===== DATA SHOWN

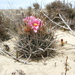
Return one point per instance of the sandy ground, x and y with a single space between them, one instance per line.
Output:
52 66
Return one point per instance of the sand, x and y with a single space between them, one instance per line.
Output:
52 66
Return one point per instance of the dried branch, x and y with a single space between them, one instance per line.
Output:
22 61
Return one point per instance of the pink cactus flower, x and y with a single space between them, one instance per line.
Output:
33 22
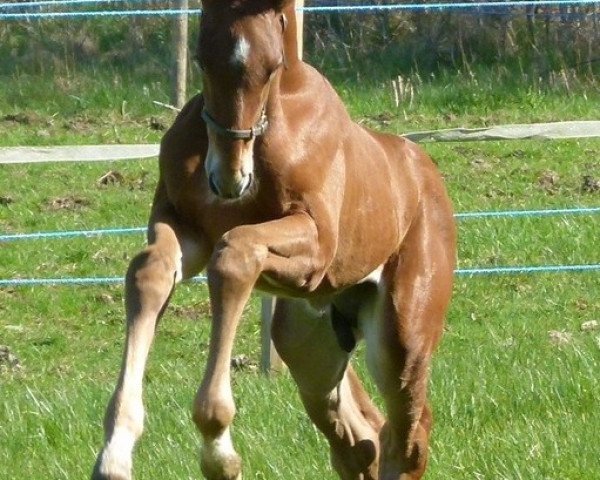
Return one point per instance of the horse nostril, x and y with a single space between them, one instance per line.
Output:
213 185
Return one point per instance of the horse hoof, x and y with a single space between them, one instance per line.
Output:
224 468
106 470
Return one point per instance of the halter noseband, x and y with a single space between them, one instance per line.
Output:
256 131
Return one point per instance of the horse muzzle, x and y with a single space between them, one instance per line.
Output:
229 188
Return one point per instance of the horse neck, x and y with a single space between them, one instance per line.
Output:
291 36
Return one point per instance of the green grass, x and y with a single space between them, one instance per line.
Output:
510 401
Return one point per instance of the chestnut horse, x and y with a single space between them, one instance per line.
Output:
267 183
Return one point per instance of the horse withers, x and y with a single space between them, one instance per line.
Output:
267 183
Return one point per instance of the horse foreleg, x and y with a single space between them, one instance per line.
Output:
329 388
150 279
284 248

==========

» PROBLEM DESCRIPTION:
Repeat all the records above line for line, without any changes, and leave the pictures out.

» OUTPUT BELOW:
Return one point per instance of the sandy ground, x and y with a single space between them, one instance per line.
Output:
52 66
Return one point per instance of the sand, x and y with a single space between them, one instance per line.
Output:
52 66
Return one point per instance of the dried branch, x and y with a single space between them, one instance per line.
Output:
22 61
Return one point per instance of the pink cactus flower, x and y with a single space between them, one instance per line.
Output:
33 22
Return one point per instance of the horse nostril, x and y with a single space between them, one instance per line.
Output:
213 185
Return one point per instance of the horse hoof, x and y with a single space between them, one instance per line.
Output:
224 468
106 470
Return one point per instance of the halter noseband, x and y with a single space between them, one instance per line.
Output:
256 131
Return one point per instance of the horse muzzle, x and y with a single space between them, one instance per line.
Output:
229 188
Return one point per instance of the horse neck, x and y with a single space between them, one instance per line.
Output:
291 36
Return one point per instance of the green grass, x and y with a single space between them, one instance per line.
Output:
510 401
Return one point per instance of the chestnut horse, x and y with a single space between them, one instance per line.
Output:
267 183
Return one point per instance of the horse withers, x and y with a single space between them, one instance per line.
Output:
267 183
Return one point per instance of the horse foreleg, x and y with a single space between them, one instance per line.
Output:
329 388
150 279
284 248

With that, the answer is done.